En réponse à une autre question du député Dhaliwal, Mme Hillman a répété que l'Accord est une alternative à l'approche juridique et qu'un accord serait nécessairement meilleur que l'approche juridique. Une alternative à l'approche juridique n'est pas une politique commerciale. Les élus libéraux le savaient et c'est pourquoi ils ont sagement décidé, en 2006, de voter contre le projet de loi . Je conseille vivement au gouvernement de se rappeler de cet accord et que celui-ci ne fut pas bon pour tout le pays. Dans les faits, il fut incroyablement destructeur pour le centre du Canada.
Le but d'un accord est d'assurer la justice et l'équité des échanges commerciaux. Abandonner le libre-échange pour éviter les recours devant les tribunaux équivaut à donner votre lunch à la brute dans la cour d'école parce qu'il vous intimide. Demain ou les jours suivants, il ne se contentera pas de votre lunch. Nos négociateurs, nos gladiateurs, doivent être préoccupés par le fait de ne pas avoir juste une entente, mais ils doivent pouvoir vivre avec cette entente.
★ ★ ★ ★
→ **TRAVAIL À FAIRE**
(A) Répondez aux questions suivantes à partir de l'extrait sur l'accord commercial.
(i) Selon Mme Hillman, à quoi l'Accord constitue-t-il une alternative ?
(ii) En quelle année les élus libéraux ont-ils voté contre le projet de loi ?
(iii) D'après l'extrait, quel est le but d'un accord ?
(B) D'après l'extrait sur l'accord commercial, pour quelle raison les élus libéraux ont-ils décidé de voter contre le projet de loi ?
(C) Rédigez la suite de l'extrait sur l'accord commercial en reprenant après sa dernière phrase.

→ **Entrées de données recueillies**
★ ★ ★ ★
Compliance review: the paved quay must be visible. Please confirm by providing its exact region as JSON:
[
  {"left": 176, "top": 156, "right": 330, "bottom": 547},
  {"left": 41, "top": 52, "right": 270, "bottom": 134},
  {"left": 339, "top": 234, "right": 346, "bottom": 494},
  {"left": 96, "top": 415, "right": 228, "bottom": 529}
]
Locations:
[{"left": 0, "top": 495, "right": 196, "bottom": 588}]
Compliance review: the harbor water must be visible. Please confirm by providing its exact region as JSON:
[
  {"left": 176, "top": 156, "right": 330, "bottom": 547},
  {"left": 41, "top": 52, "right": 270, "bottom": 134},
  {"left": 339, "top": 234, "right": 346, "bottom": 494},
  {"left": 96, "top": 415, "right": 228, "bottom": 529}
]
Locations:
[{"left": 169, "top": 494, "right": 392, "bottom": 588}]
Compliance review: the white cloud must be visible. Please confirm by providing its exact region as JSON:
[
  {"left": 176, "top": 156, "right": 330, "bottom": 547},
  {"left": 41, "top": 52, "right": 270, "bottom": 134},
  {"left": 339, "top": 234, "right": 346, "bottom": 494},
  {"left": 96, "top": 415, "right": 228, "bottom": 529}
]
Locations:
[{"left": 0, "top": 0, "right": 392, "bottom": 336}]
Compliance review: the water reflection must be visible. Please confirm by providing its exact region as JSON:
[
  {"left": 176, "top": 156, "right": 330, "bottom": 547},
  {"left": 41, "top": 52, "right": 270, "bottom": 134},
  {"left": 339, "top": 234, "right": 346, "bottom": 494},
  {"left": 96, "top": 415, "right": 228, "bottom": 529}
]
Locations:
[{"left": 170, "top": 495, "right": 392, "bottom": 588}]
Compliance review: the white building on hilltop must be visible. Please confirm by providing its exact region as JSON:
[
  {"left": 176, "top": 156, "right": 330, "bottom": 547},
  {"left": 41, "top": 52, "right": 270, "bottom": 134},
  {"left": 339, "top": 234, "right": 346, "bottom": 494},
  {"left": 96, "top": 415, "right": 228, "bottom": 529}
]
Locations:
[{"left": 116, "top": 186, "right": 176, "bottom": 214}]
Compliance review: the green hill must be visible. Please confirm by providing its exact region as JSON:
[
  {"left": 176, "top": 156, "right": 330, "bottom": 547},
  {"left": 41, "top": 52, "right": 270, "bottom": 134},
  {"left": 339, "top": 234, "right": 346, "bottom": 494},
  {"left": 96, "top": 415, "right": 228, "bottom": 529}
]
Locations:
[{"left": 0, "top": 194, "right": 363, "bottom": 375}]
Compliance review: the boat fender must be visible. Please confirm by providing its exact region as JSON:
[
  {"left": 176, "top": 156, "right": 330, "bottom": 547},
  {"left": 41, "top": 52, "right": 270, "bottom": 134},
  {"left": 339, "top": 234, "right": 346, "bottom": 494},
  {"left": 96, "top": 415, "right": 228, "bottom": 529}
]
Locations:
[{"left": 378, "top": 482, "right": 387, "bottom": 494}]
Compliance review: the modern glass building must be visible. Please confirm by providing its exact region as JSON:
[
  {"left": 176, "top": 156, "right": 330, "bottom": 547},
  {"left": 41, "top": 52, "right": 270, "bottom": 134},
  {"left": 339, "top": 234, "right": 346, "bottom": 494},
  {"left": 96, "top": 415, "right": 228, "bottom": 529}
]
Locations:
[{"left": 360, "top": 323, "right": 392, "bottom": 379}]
★ ★ ★ ★
→ **CORRIGÉ DES EXERCICES**
(A)
(i) À l'approche juridique.
(ii) En 2006.
(iii) Assurer la justice et l'équité des échanges commerciaux.

(B) Les élus libéraux savaient qu'une alternative à l'approche juridique n'est pas une politique commerciale. C'est pourquoi ils ont sagement décidé de voter contre le projet de loi.

(C)
On sait, par expérience, que les États-Unis n'obéissent pas toujours aux règles et qu'ils en inventent de nouvelles pour protéger leur industrie. Ces comportements répétés des 30 dernières années ont découragé notre industrie. Les Américains trouvent toujours une façon de l'emporter même lorsqu'ils perdent, et nos droits internationaux et nos accords commerciaux avec les États-Unis ne sont pas toujours respectés. Les États-Unis croient en un juste libre-échange pour eux. S'ils l'obtiennent pour rien, c'est juste.
L'incontournable vérité est que les Canadiens ont remporté chacune des disputes juridiques avec les États-Unis sur le bois d'oeuvre. Nous avons joué selon les règles, mais le dernier gouvernement a décidé de ne pas soutenir son industrie et a capitulé. Le gouvernement de M. Harper a laissé aller un milliard de dollars américains appartenant à l'industrie canadienne pour payer une rançon à nos compétiteurs, même si le Canada avait démontré juridiquement que son industrie n'était pas subventionnée et ne causait pas de préjudice.
Les producteurs de bois du Québec et de l'Ontario ont besoin du libre-échange. Les producteurs de l'Ouest canadien sont peut-être à l'aise avec un autre accord de commerce administré à cause de leur accès facile au marché asiatique et leurs achats de scieries aux États-Unis. Ce n'est pas notre cas.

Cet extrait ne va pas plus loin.